• **Exercise text**
========

- Tyrell Davis, Stewart Rome and Kathleen Kelly in the film
- Directed by: Ivar Campbell
- Written by: N.W. Baring-Pemberton; George Robinson;
- Produced by: Norman Loudon
- Starring: Stewart Rome Valerie Taylor Tyrell Davis
- Production company: Sound City
- Distributed by: Metro-Goldwyn-Mayer
- Release date: March 1934;
- Running time: 71 minutes
- Country: United Kingdom
- Language: English

= Designing Women (1934 film) =

1934 British film by Ivar Campbell

Designing Women (also known as House of Cards) is a 1934 British drama film directed by Ivar Campbell and starring Stewart Rome, Valerie Taylor and Tyrell Davis. It was written by N.W. Baring-Pemberton and George Robinson, and shot at Shepperton Studios.

==Plot==
After Diana marries Alan Dent, an ex-officer who then drinks himself to death, she resolves to secure her financial independence. Primed with insider information, she purchases a plot of land at a bargain price and launches a house agency under the slogan "Houses for women, designed by women." Together with her business partner Molly, Diana fights to establish the venture and ultimately makes a fortune. When Molly decides to marry, Diana buys out her share of the firm to run the business alone. Her life changes when Travers, an old admirer, is injured in a smash-and-grab raid. Abandoning a lucrative contract, Diana rushes to his hospital bedside. Realising where her heart truly lies, she decides to abandon her hard-won career in exchange for love.

==Cast==
- Stewart Rome as Travers
- Valerie Taylor as Diana Dent
- Tyrell Davis as Hildebrand Way
- D. A. Clarke-Smith as Bowsfield
- Cyril Gardiner as Alan Dent
- Kathleen Kelly as Molly
- Edgar Driver as Green

== Reception ==
The Daily Film Renter wrote: "Taken all round, it is an ingenuous affair. Settings are artistically devised, while photography and presentation are quite good. Direction is adequate, Valerie Taylor plays Diana, achieving a fair amount of conviction, Kathleen Kelly making a likeable Molly. Stewart Rome is inclined to overdo his role of Travers. Tyrell Davis, as a milksop architect who marries Molly, supplies amusing comedy support."

========

• **Provided material**
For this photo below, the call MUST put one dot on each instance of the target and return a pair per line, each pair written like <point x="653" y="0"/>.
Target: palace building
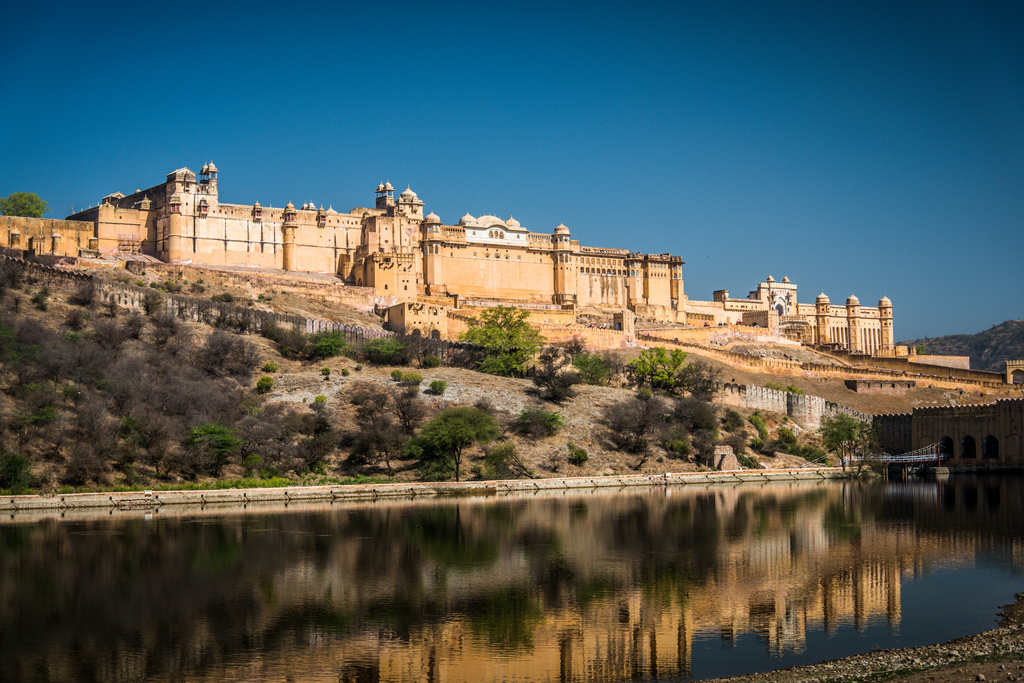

========

• **Instructions**
**1)** According to the Designing Women film article, where was the film shot?
**2)** Please proceed with the Designing Women film article, picking up after its final sentence.

• **Written answers**
**1)** Shepperton Studios

**2)**
Kine Weekly wrote: "Story of love versus a career, which has quite a good idea behind it, but treated in too leisurely a fashion and none too convincingly developed. Acting values are only moderate, but technical work is sound. It should prove useful for quota purposes and provide moderate general entertainment."

Picturegoer wrote: "[Valerie Taylor] appears rather stilted and artificial, although at times she enlists sympathy and you can feel her enthusiasm for complete emancipation. Stewart Rome has few opportunities as the man for whom she sacrifices her career, but he is sincere and natural. ... Kathleen Kelly is attractive asa young girl who joins the elder woman in her housing plans, but later deserts her for a lover. This latter role is played in an irritatingly 'silly ass' manner by Trrell Davis. The plot unfolds very slowy and there is not a great deal of dramatic force in the depiction of the heroine's unhappy married life; the sequences which depict her life as a successful building contractor, however, are more interesting and contain humour with a strongly human vein in it."